■ **Written instruction**
Only the lines from the one containing "white head in" through the end of the material are to be echoed, each exactly as it appears.

■ **Records supplied**
──────

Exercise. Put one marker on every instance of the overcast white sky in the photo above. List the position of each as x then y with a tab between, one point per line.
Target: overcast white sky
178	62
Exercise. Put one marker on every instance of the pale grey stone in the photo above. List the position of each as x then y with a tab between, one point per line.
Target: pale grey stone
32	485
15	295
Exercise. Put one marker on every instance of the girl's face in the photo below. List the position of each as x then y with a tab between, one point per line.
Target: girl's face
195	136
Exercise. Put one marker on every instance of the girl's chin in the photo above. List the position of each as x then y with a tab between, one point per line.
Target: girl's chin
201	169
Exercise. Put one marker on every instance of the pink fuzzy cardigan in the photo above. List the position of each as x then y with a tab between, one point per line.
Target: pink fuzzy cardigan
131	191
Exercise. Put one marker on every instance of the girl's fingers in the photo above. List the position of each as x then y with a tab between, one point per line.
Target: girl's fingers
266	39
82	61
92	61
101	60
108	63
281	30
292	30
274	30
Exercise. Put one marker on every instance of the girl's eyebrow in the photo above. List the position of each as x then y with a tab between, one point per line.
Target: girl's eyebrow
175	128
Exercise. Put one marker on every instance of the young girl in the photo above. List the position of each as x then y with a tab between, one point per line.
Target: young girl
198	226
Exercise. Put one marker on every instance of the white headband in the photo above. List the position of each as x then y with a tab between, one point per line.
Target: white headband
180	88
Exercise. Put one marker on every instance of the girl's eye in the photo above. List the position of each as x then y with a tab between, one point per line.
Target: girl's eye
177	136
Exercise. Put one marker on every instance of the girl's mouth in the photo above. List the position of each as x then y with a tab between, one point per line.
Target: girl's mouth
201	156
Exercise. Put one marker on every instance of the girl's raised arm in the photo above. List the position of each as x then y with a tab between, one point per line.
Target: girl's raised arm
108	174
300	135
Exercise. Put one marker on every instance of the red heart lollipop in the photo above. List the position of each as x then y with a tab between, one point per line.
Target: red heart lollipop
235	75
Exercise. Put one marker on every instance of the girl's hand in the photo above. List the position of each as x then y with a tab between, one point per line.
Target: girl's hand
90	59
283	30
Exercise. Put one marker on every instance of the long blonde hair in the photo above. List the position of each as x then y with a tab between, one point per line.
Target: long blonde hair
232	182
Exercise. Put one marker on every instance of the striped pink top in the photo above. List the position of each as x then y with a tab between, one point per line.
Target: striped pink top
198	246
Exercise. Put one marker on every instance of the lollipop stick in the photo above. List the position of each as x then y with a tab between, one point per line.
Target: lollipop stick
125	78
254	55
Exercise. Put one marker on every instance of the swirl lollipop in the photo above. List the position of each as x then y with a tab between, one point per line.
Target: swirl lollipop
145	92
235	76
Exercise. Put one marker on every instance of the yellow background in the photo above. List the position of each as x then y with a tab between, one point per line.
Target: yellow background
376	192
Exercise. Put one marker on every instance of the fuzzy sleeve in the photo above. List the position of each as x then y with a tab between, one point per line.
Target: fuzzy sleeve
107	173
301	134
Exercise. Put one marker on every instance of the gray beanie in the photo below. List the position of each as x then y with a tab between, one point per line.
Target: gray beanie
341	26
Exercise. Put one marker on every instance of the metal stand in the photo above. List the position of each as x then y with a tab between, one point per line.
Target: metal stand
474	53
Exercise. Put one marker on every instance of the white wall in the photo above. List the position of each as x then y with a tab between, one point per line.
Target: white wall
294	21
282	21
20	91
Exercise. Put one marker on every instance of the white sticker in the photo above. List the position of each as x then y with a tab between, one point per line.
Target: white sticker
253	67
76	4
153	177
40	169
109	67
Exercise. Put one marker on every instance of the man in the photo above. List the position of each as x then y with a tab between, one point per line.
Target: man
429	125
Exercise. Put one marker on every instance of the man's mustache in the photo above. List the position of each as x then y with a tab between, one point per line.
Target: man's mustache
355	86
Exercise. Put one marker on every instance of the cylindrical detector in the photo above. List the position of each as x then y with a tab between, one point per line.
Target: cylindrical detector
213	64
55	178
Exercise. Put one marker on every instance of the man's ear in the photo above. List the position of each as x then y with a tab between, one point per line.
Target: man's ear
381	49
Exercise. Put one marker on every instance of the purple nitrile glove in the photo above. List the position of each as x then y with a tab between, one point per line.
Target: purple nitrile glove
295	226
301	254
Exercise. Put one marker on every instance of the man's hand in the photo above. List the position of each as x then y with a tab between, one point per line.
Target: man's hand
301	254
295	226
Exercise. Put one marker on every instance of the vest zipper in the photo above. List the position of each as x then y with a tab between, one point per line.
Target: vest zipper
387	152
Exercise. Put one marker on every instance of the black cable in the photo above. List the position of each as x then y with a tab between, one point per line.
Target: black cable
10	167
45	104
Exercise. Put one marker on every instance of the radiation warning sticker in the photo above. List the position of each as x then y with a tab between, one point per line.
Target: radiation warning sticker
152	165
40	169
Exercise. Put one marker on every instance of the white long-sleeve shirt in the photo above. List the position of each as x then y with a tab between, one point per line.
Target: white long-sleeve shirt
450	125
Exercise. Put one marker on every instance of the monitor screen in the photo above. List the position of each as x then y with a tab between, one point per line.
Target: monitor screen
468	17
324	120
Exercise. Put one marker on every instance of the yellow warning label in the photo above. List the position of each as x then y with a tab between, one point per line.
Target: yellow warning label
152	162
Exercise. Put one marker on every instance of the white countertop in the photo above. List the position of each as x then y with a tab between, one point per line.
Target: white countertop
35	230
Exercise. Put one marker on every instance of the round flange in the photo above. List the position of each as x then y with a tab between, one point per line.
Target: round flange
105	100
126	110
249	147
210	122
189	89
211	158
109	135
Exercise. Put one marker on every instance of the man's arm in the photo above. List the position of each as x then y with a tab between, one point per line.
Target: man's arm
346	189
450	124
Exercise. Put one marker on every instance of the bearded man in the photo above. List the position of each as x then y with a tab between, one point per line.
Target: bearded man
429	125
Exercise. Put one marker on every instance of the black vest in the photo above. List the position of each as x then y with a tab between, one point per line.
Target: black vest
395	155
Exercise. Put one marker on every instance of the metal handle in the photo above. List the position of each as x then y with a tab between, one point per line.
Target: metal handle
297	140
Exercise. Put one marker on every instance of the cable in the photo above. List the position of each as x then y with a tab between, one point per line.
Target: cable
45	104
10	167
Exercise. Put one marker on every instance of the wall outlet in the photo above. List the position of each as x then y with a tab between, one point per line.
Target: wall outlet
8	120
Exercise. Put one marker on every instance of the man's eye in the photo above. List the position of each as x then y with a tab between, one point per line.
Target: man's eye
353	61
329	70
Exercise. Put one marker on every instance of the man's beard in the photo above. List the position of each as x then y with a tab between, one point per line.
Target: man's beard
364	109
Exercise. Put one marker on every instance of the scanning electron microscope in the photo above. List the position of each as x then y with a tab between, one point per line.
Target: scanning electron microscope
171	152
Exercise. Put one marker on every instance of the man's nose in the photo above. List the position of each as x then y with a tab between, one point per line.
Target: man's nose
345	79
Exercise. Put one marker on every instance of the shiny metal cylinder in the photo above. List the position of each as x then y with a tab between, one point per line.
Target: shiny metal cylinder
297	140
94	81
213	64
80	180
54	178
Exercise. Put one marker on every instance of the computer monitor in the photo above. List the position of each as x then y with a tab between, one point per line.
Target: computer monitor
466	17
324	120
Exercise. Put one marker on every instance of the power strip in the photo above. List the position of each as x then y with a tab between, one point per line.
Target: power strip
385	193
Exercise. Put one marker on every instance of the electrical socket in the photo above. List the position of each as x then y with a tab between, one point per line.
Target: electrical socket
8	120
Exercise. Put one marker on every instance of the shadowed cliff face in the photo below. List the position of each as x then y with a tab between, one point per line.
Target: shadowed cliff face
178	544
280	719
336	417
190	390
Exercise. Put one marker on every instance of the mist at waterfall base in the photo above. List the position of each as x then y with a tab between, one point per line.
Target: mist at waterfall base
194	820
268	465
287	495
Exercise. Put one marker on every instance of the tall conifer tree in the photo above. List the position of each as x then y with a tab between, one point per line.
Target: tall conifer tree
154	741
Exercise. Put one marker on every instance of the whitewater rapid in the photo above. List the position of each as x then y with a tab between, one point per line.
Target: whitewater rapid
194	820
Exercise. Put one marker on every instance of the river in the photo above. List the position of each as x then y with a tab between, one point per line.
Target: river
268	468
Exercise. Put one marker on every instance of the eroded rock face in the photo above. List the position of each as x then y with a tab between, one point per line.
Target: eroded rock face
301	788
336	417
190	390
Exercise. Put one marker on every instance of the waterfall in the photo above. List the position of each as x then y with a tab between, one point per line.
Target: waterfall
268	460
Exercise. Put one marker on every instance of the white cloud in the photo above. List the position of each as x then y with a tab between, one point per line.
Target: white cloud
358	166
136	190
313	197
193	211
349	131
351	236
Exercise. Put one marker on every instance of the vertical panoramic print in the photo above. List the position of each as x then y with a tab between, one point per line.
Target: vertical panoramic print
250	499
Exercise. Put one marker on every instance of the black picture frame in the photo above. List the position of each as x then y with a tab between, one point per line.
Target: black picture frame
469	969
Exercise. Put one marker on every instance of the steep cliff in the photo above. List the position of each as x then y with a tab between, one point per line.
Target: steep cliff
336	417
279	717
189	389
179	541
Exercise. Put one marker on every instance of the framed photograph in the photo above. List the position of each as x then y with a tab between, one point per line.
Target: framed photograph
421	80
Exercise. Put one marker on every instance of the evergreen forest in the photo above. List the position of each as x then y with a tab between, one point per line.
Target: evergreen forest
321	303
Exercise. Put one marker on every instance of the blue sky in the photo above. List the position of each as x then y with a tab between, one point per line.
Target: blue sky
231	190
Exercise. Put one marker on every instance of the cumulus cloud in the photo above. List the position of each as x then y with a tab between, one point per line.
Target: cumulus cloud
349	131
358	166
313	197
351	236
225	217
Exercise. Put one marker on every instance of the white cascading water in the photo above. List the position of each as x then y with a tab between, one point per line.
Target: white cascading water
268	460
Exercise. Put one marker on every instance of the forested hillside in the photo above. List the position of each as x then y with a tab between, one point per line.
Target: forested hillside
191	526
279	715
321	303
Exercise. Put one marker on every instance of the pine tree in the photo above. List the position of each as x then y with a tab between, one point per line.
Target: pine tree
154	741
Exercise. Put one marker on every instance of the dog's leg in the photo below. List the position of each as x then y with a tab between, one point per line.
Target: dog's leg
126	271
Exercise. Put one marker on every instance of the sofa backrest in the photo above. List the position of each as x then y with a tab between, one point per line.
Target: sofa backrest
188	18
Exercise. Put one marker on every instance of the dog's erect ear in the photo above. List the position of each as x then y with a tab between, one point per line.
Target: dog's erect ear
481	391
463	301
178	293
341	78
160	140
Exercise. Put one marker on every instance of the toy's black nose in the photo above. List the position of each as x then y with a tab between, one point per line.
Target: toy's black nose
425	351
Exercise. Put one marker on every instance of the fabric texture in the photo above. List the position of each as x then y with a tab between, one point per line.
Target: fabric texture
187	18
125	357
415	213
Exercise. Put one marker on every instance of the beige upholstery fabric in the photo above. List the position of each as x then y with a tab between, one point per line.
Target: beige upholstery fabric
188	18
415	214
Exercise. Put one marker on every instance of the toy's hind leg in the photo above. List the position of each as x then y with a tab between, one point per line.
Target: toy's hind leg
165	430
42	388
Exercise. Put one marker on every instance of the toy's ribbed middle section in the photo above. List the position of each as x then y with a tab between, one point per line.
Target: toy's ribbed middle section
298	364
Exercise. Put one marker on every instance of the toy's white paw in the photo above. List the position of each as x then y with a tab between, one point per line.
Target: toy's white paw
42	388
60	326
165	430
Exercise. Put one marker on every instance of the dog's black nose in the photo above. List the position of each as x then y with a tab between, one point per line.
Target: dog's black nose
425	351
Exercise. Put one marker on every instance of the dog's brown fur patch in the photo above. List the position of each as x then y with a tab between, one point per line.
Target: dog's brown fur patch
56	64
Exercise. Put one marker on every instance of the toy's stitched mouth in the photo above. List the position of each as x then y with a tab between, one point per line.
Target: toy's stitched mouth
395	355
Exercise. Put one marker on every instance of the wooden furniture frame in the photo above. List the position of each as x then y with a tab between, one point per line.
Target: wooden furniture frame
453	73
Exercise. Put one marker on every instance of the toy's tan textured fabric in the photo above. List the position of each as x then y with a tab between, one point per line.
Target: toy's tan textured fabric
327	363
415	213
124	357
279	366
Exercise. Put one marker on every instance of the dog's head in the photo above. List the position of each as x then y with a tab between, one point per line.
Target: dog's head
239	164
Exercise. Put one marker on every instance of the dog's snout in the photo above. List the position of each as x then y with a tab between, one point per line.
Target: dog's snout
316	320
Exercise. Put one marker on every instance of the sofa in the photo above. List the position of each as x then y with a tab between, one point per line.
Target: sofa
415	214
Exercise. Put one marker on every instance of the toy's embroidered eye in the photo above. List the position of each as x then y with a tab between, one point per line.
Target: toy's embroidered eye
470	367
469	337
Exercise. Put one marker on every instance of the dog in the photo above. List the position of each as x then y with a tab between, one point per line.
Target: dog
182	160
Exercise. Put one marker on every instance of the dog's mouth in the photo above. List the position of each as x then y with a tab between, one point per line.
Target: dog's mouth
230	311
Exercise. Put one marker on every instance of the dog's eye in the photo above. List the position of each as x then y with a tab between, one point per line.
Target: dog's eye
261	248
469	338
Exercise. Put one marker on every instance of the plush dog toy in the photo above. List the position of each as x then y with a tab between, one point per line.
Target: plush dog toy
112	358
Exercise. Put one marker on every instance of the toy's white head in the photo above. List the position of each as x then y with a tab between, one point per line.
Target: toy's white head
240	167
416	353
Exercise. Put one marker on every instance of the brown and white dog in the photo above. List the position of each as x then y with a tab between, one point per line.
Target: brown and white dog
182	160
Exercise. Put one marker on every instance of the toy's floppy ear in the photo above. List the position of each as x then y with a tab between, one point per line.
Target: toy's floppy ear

──────

■ **Result of this task**
Exercise. Put one marker on every instance of the toy's white head in the photo above. List the position of each as x then y with a tab between, one point per line.
Target: toy's white head
240	167
416	353
Exercise. Put one marker on every instance of the brown and white dog in the photo above. List the position of each as x then y with a tab between, one point per line.
Target: brown and white dog
182	160
Exercise. Put one marker on every instance of the toy's floppy ear in the photo above. List the position of each as x then y with a tab between, one point per line.
Target: toy's floppy ear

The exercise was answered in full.